#### [Task to complete]
Reproduce every line of the material below without changing a single character.

========

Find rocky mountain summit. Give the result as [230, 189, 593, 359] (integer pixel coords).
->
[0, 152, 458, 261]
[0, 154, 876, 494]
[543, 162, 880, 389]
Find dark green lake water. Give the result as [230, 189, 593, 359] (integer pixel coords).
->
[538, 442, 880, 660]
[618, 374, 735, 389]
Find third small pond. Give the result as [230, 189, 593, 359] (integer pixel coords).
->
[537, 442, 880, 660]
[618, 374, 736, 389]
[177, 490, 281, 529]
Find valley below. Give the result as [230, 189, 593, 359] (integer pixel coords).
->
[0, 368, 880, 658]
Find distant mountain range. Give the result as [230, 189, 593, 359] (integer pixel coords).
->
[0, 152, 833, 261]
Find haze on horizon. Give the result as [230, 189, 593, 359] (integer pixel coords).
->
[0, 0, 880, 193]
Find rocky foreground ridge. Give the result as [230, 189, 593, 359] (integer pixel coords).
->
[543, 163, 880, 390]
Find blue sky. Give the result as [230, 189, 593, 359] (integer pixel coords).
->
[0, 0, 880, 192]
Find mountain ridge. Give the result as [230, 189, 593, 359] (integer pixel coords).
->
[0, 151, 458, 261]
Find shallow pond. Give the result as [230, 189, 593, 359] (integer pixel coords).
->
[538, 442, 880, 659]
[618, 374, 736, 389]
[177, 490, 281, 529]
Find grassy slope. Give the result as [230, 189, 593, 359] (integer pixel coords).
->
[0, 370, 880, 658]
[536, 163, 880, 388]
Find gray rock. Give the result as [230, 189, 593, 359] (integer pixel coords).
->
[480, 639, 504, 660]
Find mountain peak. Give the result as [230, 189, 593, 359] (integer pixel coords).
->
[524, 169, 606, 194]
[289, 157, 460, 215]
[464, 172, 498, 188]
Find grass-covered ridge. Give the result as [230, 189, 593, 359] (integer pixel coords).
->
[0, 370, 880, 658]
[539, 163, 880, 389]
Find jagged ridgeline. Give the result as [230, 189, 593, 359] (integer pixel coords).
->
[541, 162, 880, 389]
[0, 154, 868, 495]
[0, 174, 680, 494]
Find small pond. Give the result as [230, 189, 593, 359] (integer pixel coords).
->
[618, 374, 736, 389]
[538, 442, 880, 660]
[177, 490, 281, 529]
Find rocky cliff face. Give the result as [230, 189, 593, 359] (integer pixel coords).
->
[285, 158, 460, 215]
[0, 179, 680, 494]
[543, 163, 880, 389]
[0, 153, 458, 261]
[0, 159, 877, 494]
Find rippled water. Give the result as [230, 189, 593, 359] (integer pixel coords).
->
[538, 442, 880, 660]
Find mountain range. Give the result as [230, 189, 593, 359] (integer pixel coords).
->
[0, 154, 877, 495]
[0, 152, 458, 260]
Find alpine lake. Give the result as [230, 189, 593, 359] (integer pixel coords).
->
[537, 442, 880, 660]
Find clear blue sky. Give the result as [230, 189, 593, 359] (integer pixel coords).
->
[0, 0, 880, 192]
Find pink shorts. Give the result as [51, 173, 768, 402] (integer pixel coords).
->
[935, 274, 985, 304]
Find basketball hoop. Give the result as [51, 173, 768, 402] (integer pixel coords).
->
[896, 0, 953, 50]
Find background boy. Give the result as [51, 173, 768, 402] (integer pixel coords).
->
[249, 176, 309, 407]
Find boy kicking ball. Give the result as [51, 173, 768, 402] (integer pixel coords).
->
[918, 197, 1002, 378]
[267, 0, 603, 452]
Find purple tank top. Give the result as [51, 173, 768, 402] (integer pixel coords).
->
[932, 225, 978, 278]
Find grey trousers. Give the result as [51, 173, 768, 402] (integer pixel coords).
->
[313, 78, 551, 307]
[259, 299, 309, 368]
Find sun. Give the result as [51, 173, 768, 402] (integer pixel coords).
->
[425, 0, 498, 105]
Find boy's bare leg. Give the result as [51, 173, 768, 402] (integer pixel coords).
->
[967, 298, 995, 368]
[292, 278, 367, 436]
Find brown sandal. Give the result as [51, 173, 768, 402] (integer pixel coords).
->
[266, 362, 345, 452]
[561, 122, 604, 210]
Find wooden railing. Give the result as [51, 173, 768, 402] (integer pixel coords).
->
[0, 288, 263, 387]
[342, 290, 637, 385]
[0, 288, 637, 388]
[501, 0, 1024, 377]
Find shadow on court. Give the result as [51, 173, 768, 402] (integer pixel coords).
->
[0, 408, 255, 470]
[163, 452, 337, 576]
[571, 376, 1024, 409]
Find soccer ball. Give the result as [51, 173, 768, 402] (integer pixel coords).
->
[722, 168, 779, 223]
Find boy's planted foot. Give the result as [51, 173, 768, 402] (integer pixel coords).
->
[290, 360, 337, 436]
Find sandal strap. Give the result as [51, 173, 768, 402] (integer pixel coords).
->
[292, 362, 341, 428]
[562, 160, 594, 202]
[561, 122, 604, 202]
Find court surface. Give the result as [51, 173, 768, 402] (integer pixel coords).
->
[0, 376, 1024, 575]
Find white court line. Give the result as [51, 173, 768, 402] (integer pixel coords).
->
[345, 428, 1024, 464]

========

#### [Output for this exercise]
Find rocky mountain summit. Give the result as [230, 189, 593, 359] (integer pixel coords).
->
[0, 152, 458, 261]
[0, 154, 876, 494]
[543, 162, 880, 389]
Find dark green lake water. Give the result as [230, 189, 593, 359] (integer pixel coords).
->
[538, 442, 880, 660]
[618, 374, 735, 389]
Find third small pond. Give the result as [230, 189, 593, 359] (integer pixel coords).
->
[537, 442, 880, 660]
[618, 374, 736, 389]
[177, 490, 281, 529]
Find valley below. Give the result as [230, 189, 593, 359] (integer pixel coords).
->
[0, 368, 880, 658]
Find distant mountain range. Give the result as [230, 189, 593, 359] (integer pixel coords).
->
[0, 152, 833, 261]
Find haze on horizon. Give the result as [230, 189, 593, 359] (integer pixel coords).
->
[0, 0, 880, 193]
Find rocky foreground ridge. Give the result as [230, 189, 593, 359] (integer pixel coords).
->
[543, 163, 880, 390]
Find blue sky. Give the result as [230, 189, 593, 359] (integer pixel coords).
->
[0, 0, 880, 192]
Find mountain ridge. Give the result as [230, 189, 593, 359] (integer pixel coords).
->
[0, 151, 458, 261]
Find shallow pond. Give the result as [230, 189, 593, 359] (integer pixel coords).
->
[538, 442, 880, 659]
[618, 374, 736, 389]
[177, 490, 281, 529]
Find grassy slope. Give the result as [230, 189, 593, 359] (integer pixel coords).
->
[0, 370, 880, 658]
[536, 163, 880, 388]
Find gray rock. Give the result as [230, 189, 593, 359] (integer pixel coords).
->
[480, 639, 504, 660]
Find mountain peak. Give the result as [230, 189, 593, 359] (integer pixel coords).
->
[524, 169, 606, 194]
[289, 157, 460, 215]
[464, 172, 498, 188]
Find grass-covered ridge. Give the result as [230, 189, 593, 359] (integer pixel coords).
->
[0, 370, 880, 658]
[539, 163, 880, 389]
Find jagged ridgeline. Give the result as [230, 189, 593, 359] (integer pixel coords).
->
[541, 162, 880, 389]
[0, 154, 868, 495]
[0, 174, 680, 494]
Find small pond. Give the result as [230, 189, 593, 359] (integer pixel coords).
->
[618, 374, 736, 389]
[538, 442, 880, 660]
[177, 490, 281, 529]
Find rocky cliff face. Give the result as [230, 189, 593, 359] (integer pixel coords).
->
[285, 158, 460, 215]
[0, 179, 680, 494]
[543, 163, 880, 389]
[0, 153, 458, 261]
[0, 159, 877, 494]
Find rippled water. Give the result as [230, 189, 593, 359] (integer pixel coords).
->
[538, 442, 880, 660]
Find mountain range. Give the result as [230, 189, 593, 359] (integer pixel coords).
->
[0, 154, 877, 495]
[0, 152, 458, 260]
Find alpine lake. Give the result as [230, 189, 593, 359] (integer pixel coords).
->
[537, 442, 880, 660]
Find clear blue sky. Give the result as [230, 189, 593, 359] (integer pixel coords).
->
[0, 0, 880, 192]
Find pink shorts. Give the result as [51, 173, 768, 402] (integer pixel coords).
->
[935, 274, 985, 304]
Find basketball hoop. Give the result as [51, 173, 768, 402] (integer pixel coords).
->
[896, 0, 953, 50]
Find background boy. Give the result as [51, 173, 768, 402] (integer pixel coords).
->
[249, 176, 309, 407]
Find boy kicking ball. Give the result as [51, 173, 768, 402] (integer pixel coords).
->
[918, 197, 1002, 378]
[267, 0, 603, 452]
Find purple tank top. Give the result as [51, 173, 768, 402] (integer pixel coords).
->
[932, 225, 978, 278]
Find grey trousers. Give the result as [51, 173, 768, 402] (integer pixel coords).
->
[313, 78, 551, 307]
[259, 299, 309, 368]
Find sun. Give the result as [51, 173, 768, 402] (integer pixel coords).
->
[425, 0, 498, 105]
Find boy's bare leg. Give the result as [51, 173, 768, 402] (integer pixel coords).
->
[967, 298, 995, 368]
[292, 278, 367, 436]
Find brown sandal. Give the result as [51, 173, 768, 402] (integer pixel coords).
->
[266, 362, 345, 452]
[561, 122, 604, 210]
Find wooden railing. Give the result as [51, 173, 768, 402] (integer pixel coords).
->
[0, 288, 263, 387]
[342, 290, 637, 385]
[0, 288, 637, 388]
[501, 0, 1024, 377]
Find shadow on court. Give the result as [51, 173, 768, 402] (integer pixel coords).
->
[0, 408, 255, 470]
[163, 452, 337, 576]
[571, 376, 1024, 409]
Find soccer ball. Give the result as [51, 173, 768, 402] (integer pixel coords).
->
[722, 168, 779, 223]
Find boy's planted foot. Give the result as [51, 173, 768, 402] (integer pixel coords).
->
[290, 360, 337, 436]
Find sandal strap. Give the result as [51, 173, 768, 402] (integer pixel coords).
->
[292, 362, 341, 428]
[562, 160, 594, 202]
[561, 122, 604, 202]
Find court surface. Give the result as [51, 173, 768, 402] (integer pixel coords).
->
[0, 376, 1024, 575]
Find white court line. Give the result as [51, 173, 768, 402] (integer pixel coords).
->
[345, 428, 1024, 464]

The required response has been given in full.